◆ About this exercise: Copy the passage of the Suncorp article from "Suncorp has enjoyed" to "the bottom line." word for word.

Suncorp ‘lolly’ coming early next year
Suncorp shareholders will have to wait a bit longer for promised cash flowing from the $4.9bn sale of the insurance group’s banking business to ANZ.
Suncorp shareholders will have to wait a bit longer for promised lolly from the $4.9bn sale of its banking business to ANZ.
Announcing an 11.7 per cent increase in annual profits to $1.19bn on Monday, Suncorp boss Steve Johnston told investors they would enjoy a showering of dividends and buybacks next year.
Suncorp has enjoyed a relatively benign period with subdued natural catastrophe losses coupled with price rises for insurance policies helping the bottom line.
One sore point was Queensland’s compulsory third party (CTP) insurance scheme, with Suncorp booking a $39m onerous contract provision for its CTP business.
Rival insurers NRMA and RACQ pulled out of the scheme last year, with Johnston noting the CTP program had become dysfunctional.
Suncorp is expected to return most of the $4.1 billion in net sale proceeds from the bank sale to shareholders via capital returns.
Of that about $1 billion will go to its more than 158,000 mum and dad retail shareholders - almost half of them Queenslanders - by way of share consolidations and a fully franked special dividend.
Johnston says the returns will probably occur in the first quarter of next year after shareholder approval is sought at the insurer’s annual general meeting in October and other regulatory issues are dealt with.
He says about 90 per cent of the return will be in the form a share consolidation with the remaining being a special dividend.
Johnston, who has been showered with kudos since helming the sale of the bank to ANZ, says he’s happy to stay in the CEO role, telling City Beat he is relishing the challenges ahead.

Records from a data source:
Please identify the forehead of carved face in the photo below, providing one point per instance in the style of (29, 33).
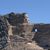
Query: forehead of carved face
(15, 19)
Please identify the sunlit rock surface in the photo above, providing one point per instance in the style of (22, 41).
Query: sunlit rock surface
(17, 34)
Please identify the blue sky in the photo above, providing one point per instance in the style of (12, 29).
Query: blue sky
(37, 10)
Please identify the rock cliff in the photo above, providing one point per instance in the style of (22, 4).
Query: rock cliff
(17, 34)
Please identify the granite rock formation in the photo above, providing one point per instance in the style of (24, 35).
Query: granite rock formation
(17, 34)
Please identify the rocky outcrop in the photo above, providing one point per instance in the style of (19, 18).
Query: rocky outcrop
(17, 34)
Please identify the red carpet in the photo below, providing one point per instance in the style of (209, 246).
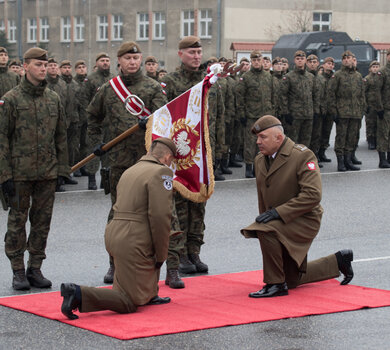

◆ Answer space:
Suncorp has enjoyed a relatively benign period with subdued natural catastrophe losses coupled with price rises for insurance policies helping the bottom line.